>>

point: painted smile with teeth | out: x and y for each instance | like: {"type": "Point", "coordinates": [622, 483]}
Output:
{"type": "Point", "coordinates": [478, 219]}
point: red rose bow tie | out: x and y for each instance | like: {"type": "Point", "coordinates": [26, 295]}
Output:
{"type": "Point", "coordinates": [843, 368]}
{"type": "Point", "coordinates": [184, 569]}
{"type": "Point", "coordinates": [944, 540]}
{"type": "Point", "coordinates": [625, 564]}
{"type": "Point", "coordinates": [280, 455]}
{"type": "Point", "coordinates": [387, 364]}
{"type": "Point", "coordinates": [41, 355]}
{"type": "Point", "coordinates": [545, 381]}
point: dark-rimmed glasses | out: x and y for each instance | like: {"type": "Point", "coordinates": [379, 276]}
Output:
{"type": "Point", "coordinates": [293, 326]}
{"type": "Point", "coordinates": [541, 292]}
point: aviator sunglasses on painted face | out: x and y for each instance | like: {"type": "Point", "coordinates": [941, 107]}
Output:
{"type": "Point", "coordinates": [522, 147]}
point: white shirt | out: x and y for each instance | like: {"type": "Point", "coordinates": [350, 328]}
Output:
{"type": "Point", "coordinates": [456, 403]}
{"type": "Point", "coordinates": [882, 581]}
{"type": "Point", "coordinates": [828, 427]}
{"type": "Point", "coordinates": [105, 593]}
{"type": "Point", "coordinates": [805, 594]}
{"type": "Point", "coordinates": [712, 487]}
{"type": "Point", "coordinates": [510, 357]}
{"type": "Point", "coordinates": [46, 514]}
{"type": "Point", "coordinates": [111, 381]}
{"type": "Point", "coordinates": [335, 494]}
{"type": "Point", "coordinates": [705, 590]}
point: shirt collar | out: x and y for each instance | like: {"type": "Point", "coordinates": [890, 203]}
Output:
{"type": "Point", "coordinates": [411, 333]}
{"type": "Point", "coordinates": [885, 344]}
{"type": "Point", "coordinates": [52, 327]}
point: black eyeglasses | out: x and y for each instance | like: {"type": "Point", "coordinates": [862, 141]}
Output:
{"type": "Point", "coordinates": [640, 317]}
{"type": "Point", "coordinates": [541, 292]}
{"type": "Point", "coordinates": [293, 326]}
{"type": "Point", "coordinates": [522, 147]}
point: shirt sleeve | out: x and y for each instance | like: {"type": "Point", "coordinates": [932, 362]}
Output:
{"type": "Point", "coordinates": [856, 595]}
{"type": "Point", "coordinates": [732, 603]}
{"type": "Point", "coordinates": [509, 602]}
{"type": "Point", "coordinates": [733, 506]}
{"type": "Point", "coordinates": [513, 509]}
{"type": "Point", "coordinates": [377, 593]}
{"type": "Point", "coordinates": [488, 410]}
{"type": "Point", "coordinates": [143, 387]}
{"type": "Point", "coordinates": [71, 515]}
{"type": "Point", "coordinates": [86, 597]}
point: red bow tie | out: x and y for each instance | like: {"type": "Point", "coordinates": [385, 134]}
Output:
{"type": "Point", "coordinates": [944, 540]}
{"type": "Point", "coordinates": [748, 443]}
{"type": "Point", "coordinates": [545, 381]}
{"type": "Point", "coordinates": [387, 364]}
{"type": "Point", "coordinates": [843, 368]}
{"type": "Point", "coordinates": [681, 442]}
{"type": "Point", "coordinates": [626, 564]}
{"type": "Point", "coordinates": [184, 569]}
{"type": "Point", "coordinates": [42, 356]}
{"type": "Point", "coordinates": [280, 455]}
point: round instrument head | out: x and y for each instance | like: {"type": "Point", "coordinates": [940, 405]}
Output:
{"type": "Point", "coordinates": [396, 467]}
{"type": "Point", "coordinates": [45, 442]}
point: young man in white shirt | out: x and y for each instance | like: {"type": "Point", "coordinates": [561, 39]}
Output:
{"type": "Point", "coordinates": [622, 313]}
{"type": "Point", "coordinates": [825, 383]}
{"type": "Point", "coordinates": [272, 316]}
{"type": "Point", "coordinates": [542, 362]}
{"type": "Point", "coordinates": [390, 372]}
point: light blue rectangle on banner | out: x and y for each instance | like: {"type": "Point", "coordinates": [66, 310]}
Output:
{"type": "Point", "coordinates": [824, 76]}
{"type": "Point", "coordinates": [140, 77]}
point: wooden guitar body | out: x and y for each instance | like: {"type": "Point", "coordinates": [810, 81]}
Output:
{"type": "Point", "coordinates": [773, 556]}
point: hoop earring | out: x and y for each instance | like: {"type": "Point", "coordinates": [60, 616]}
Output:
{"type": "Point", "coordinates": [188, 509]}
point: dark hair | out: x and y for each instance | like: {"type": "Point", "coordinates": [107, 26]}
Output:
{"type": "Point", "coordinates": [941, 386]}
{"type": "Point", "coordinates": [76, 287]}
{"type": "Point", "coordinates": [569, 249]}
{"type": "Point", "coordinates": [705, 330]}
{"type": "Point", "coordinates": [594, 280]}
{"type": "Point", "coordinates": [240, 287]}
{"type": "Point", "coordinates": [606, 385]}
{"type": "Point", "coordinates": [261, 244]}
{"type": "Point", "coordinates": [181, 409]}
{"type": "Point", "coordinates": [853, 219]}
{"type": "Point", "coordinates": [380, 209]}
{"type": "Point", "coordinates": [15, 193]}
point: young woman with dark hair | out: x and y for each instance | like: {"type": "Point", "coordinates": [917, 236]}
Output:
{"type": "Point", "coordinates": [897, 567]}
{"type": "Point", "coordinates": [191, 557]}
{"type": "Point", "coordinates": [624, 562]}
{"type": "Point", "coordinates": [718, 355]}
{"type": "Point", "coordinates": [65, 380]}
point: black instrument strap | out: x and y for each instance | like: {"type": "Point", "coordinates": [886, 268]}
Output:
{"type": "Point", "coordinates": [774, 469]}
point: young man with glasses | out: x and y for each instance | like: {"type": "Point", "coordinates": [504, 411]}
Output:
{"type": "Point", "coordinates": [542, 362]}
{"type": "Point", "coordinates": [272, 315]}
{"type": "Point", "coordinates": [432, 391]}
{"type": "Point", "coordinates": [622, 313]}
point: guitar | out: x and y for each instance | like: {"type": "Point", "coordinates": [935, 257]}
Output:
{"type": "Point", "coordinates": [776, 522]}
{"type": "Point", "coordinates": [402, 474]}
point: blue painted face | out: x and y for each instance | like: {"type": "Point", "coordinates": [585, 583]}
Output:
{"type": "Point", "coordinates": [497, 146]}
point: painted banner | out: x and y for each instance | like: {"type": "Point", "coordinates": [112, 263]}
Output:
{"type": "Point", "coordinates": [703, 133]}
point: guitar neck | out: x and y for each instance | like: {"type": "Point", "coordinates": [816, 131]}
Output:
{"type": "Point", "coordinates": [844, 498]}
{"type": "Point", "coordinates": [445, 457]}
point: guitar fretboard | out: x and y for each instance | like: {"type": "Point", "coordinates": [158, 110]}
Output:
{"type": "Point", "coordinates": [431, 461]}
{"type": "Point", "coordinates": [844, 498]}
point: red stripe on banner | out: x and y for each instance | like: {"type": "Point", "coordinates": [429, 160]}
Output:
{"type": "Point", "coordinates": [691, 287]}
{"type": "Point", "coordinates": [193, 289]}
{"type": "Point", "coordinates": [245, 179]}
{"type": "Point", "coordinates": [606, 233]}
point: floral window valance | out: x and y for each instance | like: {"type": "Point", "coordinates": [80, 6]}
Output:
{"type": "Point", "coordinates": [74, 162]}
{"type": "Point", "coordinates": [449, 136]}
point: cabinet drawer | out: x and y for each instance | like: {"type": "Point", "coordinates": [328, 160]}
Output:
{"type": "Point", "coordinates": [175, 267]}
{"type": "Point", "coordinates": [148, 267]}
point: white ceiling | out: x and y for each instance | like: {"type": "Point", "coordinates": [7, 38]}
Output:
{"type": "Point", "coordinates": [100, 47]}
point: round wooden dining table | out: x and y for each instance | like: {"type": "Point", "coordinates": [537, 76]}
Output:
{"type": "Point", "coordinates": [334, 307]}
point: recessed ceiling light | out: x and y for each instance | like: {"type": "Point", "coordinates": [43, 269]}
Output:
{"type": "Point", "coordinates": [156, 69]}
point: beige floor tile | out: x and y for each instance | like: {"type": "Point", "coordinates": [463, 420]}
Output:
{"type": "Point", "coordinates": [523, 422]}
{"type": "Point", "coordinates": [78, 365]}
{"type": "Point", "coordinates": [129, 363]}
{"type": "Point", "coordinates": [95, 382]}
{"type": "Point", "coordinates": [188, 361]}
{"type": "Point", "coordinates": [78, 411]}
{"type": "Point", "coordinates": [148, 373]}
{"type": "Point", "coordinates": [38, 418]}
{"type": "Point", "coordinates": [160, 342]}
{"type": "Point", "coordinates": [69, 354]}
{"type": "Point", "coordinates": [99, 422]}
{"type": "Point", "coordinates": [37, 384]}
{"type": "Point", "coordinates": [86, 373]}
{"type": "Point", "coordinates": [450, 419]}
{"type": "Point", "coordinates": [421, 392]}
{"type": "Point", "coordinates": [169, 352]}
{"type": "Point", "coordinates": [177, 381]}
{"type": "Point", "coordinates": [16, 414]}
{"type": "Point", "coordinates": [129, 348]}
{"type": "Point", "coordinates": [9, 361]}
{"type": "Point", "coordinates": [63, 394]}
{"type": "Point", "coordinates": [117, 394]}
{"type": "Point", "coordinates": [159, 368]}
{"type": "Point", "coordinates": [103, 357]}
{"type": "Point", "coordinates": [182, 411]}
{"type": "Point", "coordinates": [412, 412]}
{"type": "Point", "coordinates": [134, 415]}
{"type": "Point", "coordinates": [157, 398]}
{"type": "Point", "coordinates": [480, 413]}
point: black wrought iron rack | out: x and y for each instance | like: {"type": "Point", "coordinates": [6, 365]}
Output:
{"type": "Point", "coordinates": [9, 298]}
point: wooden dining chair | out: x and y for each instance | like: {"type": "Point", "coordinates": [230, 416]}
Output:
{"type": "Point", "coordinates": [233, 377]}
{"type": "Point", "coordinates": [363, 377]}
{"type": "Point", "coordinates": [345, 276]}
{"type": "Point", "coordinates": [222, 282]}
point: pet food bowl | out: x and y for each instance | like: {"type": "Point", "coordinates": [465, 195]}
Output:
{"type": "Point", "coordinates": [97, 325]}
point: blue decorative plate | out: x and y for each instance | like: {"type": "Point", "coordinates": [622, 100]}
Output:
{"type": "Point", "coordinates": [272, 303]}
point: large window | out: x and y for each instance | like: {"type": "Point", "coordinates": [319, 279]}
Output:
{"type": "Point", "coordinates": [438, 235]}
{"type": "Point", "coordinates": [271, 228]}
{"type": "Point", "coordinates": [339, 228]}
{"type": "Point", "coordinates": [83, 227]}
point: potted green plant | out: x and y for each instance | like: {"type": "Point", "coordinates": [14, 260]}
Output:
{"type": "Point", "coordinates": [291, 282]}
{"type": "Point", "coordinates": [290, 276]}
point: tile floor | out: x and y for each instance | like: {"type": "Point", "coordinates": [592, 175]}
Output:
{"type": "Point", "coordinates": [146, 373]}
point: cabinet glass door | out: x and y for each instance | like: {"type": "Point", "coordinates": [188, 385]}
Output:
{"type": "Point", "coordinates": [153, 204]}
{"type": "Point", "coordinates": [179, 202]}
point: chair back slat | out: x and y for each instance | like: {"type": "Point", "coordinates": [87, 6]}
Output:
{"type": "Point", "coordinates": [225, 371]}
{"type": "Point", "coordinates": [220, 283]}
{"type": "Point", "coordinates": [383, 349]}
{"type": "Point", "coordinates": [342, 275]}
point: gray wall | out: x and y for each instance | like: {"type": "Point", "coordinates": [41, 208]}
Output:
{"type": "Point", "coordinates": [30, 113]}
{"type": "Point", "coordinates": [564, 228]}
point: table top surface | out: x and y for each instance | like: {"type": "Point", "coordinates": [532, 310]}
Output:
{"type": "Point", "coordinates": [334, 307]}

<<

**PROBLEM REQUIREMENTS**.
Repeat the records above word for word. Start at the line containing "point: blue decorative" and continue through the end of the records, including both ends.

**WRITTEN RESPONSE**.
point: blue decorative plate | out: x and y for each instance | like: {"type": "Point", "coordinates": [622, 100]}
Output:
{"type": "Point", "coordinates": [272, 303]}
point: large window | out: x and y for each instance | like: {"type": "Point", "coordinates": [319, 279]}
Output:
{"type": "Point", "coordinates": [438, 235]}
{"type": "Point", "coordinates": [271, 228]}
{"type": "Point", "coordinates": [339, 228]}
{"type": "Point", "coordinates": [83, 227]}
point: potted green plant | out: x and y for each instance | like: {"type": "Point", "coordinates": [14, 260]}
Output:
{"type": "Point", "coordinates": [291, 282]}
{"type": "Point", "coordinates": [290, 276]}
point: tile floor | out: x and y for each instance | like: {"type": "Point", "coordinates": [592, 175]}
Output:
{"type": "Point", "coordinates": [146, 373]}
point: cabinet glass door | out: x and y for each instance | like: {"type": "Point", "coordinates": [188, 385]}
Output:
{"type": "Point", "coordinates": [153, 204]}
{"type": "Point", "coordinates": [179, 202]}
point: chair back slat | out: x and y for each instance | like: {"type": "Point", "coordinates": [87, 6]}
Output:
{"type": "Point", "coordinates": [225, 371]}
{"type": "Point", "coordinates": [220, 283]}
{"type": "Point", "coordinates": [383, 349]}
{"type": "Point", "coordinates": [342, 275]}
point: gray wall | out: x and y for each instance | like: {"type": "Point", "coordinates": [41, 208]}
Output:
{"type": "Point", "coordinates": [30, 113]}
{"type": "Point", "coordinates": [564, 228]}
point: table top surface | out: x and y for each instance | like: {"type": "Point", "coordinates": [532, 310]}
Output:
{"type": "Point", "coordinates": [334, 307]}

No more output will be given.